Ricopia, dal brano sulle banche europee e il risparmio gestito, il passo che va da "L’Ume è un ulteriore" a "nazionali sufficientemente sviluppati.".

Brano selezionato
***
L’invecchiamento della popolazione, più accentuato in Europa (e in Giappone), rende non sostenibili sistemi pensionistici pubblici basati sul trasferimento di risorse da parte della proporzione, calante, della popolazione che è in attività a quella, in crescita, dei pensionati. Sistemi alternativi, di natura privatistica, che legano i benefici pensionistici al rendimento dei fondi investiti, si fondano sull’operatività di investitori professionali – fondi pensione e società di assicurazione – sui mercati finanziari internazionali, piuttosto che sul ricorso a forme di risparmio tradizionale e a basso rendimento, come i depositi. Un secondo fattore di promozione del risparmio gestito è costituito dal fatto che la stessa modifica nella composizione demografica della popolazione europea – più anziani, con un patrimonio accumulato durante la loro vita lavorativa, e meno giovani, che peraltro diventano occupati e formano famiglia in età più avanzata rispetto ai loro genitori – accentua la domanda di gestione professionale dei risparmi a scapito della domanda di servizi bancari più tradizionali, come l’erogazione di mutui o la concessione di prestiti al consumo, prevalentemente rivolti alle famiglie giovani.

Una prima implicazione di questi fatti di agevole osservazione è che le banche cercano di entrare, come distributori, sui segmenti di mercato in crescita, in particolare in quello delle assicurazioni sulla vita (il fenomeno è noto con il termine francese di bancassurance). Una seconda implicazione è che l’operare di investitori istituzionali agisce da fattore di sviluppo dei mercati finanziari in Europa, in particolare di quelli azionari, anche in relazione alla crescita dell’offerta derivante dai programmi di privatizzazione di grandi imprese e di banche pubbliche. Questi fenomeni a loro volta accentuano lo stimolo per le imprese e per le stesse banche a perseguire obiettivi di massimizzazione del valore delle azioni, anziché, come in passato, obiettivi di mera crescita dimensionale. Un esempio al riguardo è la recente trasformazione delle building societies inglesi, specializzate nei finanziamenti ipotecari, da società cooperative in società per azioni, con operatività bancaria estesa; un altro esempio, nel caso italiano, è la propensione, sino ad epoca molto recente del tutto sconosciuta, a rendere pubblico l’obiettivo Roe a 2-3 anni di distanza, perché ritenuto l’informazione di sintesi cruciale per attirare gli investitori.

L’Ume è un ulteriore fattore destinato a mutare significativamente il panorama dell’industria bancaria europea, perché comporterà una maggiore competizione sui mercati creditizi sinora locali. Con la moneta unica, svanisce il rischio di cambio che poteva in passato far preferire di pagare tassi d’interesse più alti su prestiti espressi in valuta nazionale, erogati prevalentemente da banche nazionali. Ulteriori pressioni al contenimento dei margini di interesse sorgeranno perché l’euro consentirà la creazione di mercati finanziari europei di dimensioni comparabili con quello americano, dove anche le piccole imprese potranno raccogliere fondi direttamente piuttosto che doversi forzatamente rivolgere alle banche, come sinora avvenuto in assenza di mercati finanziari nazionali sufficientemente sviluppati.
***
Dati archiviati
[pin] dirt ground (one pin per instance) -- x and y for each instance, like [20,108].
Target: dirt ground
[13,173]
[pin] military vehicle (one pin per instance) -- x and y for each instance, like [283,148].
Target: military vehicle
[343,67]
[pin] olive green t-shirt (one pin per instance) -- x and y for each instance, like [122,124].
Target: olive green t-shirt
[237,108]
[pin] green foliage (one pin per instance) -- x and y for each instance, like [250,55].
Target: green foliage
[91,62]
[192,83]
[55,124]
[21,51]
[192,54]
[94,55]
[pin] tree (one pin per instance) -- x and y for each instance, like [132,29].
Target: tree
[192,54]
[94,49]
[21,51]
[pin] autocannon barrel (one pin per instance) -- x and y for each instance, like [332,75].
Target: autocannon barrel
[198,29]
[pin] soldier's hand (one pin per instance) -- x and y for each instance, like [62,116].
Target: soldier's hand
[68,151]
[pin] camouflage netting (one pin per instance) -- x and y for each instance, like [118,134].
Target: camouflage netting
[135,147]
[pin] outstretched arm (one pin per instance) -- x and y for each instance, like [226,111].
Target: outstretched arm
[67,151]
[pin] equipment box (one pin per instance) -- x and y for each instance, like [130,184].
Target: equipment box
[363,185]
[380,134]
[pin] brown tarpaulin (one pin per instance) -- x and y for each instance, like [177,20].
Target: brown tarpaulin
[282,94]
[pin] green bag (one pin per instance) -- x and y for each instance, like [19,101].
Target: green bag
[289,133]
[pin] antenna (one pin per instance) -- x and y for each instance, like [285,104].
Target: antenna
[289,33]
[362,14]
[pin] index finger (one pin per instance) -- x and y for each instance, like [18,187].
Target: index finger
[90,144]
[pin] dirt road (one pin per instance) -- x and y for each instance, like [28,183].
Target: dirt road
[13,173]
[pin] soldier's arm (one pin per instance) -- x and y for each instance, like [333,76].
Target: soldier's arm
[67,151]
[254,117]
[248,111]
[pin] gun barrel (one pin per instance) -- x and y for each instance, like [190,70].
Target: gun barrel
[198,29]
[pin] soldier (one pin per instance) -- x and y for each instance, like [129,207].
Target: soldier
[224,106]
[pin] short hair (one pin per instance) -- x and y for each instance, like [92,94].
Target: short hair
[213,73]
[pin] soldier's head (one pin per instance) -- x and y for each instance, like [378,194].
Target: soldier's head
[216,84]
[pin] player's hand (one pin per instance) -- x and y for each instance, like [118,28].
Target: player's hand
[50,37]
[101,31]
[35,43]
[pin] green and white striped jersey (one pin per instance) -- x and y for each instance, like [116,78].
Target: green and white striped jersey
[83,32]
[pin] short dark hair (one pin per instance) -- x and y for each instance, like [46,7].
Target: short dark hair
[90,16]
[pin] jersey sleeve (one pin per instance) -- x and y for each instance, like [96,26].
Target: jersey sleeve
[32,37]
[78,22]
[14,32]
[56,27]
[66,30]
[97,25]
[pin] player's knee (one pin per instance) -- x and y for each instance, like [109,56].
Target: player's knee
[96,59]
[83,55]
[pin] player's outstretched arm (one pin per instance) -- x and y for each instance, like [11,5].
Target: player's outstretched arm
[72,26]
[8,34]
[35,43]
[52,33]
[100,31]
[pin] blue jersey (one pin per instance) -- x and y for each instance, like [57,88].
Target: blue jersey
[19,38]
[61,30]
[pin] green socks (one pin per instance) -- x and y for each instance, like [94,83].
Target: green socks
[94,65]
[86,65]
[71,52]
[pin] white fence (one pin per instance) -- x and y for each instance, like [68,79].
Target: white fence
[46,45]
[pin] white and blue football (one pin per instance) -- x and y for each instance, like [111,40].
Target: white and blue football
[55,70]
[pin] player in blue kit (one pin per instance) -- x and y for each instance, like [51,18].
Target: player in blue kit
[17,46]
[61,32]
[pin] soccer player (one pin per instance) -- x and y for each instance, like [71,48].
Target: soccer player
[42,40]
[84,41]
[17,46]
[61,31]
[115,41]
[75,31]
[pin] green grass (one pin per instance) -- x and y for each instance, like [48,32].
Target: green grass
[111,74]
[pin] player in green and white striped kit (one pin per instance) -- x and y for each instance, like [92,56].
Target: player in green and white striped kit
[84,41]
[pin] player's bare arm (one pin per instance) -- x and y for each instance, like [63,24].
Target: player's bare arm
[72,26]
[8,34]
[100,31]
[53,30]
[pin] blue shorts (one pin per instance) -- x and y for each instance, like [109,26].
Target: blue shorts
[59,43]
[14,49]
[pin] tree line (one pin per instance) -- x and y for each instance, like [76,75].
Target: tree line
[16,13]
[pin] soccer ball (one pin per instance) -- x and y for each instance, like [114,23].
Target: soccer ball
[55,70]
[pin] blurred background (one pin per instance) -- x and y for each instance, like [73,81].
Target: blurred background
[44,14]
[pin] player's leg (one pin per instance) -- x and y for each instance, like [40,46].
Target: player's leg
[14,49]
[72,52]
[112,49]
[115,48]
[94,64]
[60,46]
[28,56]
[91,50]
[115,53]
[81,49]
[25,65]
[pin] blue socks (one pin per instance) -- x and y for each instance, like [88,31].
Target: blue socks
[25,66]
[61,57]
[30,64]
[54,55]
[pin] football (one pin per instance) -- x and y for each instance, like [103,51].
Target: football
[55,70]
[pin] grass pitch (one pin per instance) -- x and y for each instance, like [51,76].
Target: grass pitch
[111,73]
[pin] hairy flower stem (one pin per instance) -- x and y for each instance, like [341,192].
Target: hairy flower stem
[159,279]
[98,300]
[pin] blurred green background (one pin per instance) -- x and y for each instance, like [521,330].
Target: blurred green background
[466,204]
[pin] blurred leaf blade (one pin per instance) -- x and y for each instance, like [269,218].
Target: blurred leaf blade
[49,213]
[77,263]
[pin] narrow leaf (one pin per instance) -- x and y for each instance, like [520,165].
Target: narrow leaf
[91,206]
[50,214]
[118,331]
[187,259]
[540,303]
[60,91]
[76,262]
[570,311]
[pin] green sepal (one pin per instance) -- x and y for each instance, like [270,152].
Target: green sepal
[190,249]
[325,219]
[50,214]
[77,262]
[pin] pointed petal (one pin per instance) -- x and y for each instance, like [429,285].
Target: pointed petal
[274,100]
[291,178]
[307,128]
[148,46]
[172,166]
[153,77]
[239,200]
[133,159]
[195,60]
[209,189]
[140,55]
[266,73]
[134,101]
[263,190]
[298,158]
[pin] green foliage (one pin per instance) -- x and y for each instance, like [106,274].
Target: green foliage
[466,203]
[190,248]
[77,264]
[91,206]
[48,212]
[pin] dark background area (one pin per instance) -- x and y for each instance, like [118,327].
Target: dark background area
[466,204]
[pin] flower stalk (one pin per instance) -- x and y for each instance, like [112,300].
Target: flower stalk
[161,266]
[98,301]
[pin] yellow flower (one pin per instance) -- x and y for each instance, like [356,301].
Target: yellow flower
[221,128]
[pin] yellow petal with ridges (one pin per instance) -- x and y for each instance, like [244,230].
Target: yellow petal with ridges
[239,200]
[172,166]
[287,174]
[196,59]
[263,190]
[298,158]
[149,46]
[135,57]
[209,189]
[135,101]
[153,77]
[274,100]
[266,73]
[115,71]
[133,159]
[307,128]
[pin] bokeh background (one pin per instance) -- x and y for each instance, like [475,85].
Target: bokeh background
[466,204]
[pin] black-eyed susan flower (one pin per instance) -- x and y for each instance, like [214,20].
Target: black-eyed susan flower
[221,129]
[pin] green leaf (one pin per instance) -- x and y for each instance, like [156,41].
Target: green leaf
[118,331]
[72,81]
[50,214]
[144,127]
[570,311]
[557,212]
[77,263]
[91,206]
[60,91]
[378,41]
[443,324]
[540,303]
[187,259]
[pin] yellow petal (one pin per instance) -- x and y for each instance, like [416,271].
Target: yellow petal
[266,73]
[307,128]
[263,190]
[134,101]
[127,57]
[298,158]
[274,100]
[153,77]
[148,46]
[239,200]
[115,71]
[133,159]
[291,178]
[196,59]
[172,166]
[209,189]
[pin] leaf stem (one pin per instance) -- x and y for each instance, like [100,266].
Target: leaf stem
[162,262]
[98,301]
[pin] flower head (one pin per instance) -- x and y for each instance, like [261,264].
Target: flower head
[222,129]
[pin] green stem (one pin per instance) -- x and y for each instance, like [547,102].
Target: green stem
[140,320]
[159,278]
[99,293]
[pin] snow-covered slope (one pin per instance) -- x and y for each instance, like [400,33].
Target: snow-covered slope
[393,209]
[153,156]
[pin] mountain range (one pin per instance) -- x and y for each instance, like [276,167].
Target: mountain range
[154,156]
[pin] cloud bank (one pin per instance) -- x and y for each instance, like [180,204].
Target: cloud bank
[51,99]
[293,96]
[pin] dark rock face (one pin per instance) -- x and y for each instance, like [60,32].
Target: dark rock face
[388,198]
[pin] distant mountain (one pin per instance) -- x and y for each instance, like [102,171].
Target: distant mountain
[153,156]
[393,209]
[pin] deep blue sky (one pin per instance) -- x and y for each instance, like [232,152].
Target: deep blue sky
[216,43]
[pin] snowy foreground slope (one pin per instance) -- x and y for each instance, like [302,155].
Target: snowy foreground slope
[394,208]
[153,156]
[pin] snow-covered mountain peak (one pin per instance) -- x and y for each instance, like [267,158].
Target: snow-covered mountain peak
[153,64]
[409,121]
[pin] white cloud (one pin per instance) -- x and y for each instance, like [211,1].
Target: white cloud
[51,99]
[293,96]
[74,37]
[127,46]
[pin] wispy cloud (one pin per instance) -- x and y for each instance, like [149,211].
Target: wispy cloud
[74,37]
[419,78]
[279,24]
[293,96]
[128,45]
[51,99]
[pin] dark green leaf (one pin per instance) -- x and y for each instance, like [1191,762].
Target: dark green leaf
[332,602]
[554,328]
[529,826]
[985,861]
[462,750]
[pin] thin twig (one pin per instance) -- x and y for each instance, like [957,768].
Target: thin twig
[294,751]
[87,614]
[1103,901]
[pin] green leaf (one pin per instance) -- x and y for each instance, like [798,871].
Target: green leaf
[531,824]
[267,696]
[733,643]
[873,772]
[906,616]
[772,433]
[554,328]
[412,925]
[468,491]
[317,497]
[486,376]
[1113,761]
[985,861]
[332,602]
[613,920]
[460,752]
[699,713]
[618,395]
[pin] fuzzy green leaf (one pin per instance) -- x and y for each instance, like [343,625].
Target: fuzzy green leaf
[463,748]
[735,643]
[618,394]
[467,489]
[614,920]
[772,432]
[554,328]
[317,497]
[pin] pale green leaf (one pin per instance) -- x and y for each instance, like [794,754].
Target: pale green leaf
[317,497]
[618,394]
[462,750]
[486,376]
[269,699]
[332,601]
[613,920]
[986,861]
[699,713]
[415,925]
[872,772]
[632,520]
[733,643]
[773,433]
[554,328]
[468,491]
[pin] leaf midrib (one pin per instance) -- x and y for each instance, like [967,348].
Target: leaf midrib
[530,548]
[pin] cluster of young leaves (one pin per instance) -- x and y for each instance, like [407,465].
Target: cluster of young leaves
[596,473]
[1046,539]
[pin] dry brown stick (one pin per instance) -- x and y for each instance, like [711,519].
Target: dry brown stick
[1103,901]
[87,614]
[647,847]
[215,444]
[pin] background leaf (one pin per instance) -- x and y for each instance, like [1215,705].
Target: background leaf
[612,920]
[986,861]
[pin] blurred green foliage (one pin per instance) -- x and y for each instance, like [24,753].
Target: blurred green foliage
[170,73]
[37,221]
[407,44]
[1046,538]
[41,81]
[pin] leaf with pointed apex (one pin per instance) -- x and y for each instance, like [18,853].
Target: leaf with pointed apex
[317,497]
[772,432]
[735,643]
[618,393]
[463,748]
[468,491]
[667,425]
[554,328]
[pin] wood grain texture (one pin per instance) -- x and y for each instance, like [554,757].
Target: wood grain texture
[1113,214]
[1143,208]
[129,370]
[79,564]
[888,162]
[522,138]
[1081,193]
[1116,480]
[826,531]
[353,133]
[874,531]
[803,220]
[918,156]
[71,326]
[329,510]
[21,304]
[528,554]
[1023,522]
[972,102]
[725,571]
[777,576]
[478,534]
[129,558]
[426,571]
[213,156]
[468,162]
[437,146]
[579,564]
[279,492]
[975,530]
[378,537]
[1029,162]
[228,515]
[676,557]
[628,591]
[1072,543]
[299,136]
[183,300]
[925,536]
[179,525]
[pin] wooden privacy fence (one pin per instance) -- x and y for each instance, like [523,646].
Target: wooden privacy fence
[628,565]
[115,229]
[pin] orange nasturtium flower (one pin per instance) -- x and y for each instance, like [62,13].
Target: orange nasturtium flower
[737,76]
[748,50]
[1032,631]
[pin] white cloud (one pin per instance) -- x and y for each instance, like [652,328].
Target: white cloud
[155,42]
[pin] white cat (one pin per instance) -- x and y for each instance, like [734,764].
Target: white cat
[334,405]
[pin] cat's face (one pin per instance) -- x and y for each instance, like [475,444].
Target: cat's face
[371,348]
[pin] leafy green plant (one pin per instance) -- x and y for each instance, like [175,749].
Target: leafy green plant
***
In risposta
L’Ume è un ulteriore fattore destinato a mutare significativamente il panorama dell’industria bancaria europea, perché comporterà una maggiore competizione sui mercati creditizi sinora locali. Con la moneta unica, svanisce il rischio di cambio che poteva in passato far preferire di pagare tassi d’interesse più alti su prestiti espressi in valuta nazionale, erogati prevalentemente da banche nazionali. Ulteriori pressioni al contenimento dei margini di interesse sorgeranno perché l’euro consentirà la creazione di mercati finanziari europei di dimensioni comparabili con quello americano, dove anche le piccole imprese potranno raccogliere fondi direttamente piuttosto che doversi forzatamente rivolgere alle banche, come sinora avvenuto in assenza di mercati finanziari nazionali sufficientemente sviluppati.